[Start of section]

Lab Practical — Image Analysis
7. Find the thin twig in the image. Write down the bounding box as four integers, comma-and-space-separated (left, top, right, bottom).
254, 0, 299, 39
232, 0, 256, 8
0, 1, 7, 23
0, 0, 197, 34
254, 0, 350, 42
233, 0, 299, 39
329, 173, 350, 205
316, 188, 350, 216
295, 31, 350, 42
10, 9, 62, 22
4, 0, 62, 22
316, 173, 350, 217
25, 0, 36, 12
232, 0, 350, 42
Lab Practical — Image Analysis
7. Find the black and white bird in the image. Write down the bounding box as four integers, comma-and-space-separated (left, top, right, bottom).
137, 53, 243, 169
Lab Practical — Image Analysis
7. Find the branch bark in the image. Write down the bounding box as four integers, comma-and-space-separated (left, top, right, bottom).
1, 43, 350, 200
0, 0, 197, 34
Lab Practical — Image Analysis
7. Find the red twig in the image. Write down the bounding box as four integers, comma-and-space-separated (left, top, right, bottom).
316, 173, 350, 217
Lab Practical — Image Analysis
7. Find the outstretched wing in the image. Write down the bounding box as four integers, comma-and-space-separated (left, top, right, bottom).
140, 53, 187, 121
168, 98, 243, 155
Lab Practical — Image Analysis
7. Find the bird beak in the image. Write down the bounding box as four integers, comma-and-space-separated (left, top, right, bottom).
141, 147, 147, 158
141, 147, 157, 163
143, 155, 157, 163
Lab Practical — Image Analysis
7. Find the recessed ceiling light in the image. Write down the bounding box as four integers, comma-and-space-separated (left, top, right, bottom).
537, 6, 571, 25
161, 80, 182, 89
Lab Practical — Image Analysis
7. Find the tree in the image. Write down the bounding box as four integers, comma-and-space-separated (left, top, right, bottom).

[End of section]

In the listing above, find the line containing "7. Find the black"; that line and every line after it, through the last, are to be retyped exactly.

* _Answer section_:
7. Find the black and white bird in the image. Write down the bounding box as four integers, comma-and-space-separated (left, top, right, bottom).
137, 53, 243, 169
Lab Practical — Image Analysis
7. Find the branch bark in the image. Write down the bounding box as four integers, comma-and-space-separated (left, top, right, bottom).
1, 43, 350, 200
0, 0, 197, 34
Lab Practical — Image Analysis
7. Find the red twig in the image. Write down the bounding box as four integers, comma-and-space-separated (left, top, right, bottom).
316, 173, 350, 217
Lab Practical — Image Analysis
7. Find the outstretched wing in the image. Write down the bounding box as four integers, comma-and-space-separated (left, top, right, bottom).
140, 53, 187, 121
168, 98, 243, 155
Lab Practical — Image Analysis
7. Find the bird beak in the image. Write down the bounding box as four integers, comma-and-space-separated (left, top, right, bottom).
141, 147, 147, 158
141, 147, 157, 163
143, 155, 157, 163
Lab Practical — Image Analysis
7. Find the recessed ceiling light in the image. Write down the bounding box as four integers, comma-and-space-separated (left, top, right, bottom).
537, 6, 571, 25
161, 80, 182, 89
Lab Practical — Image Analysis
7. Find the tree in the image. Write down the bounding box as four integers, comma-and-space-separated (left, top, right, bottom).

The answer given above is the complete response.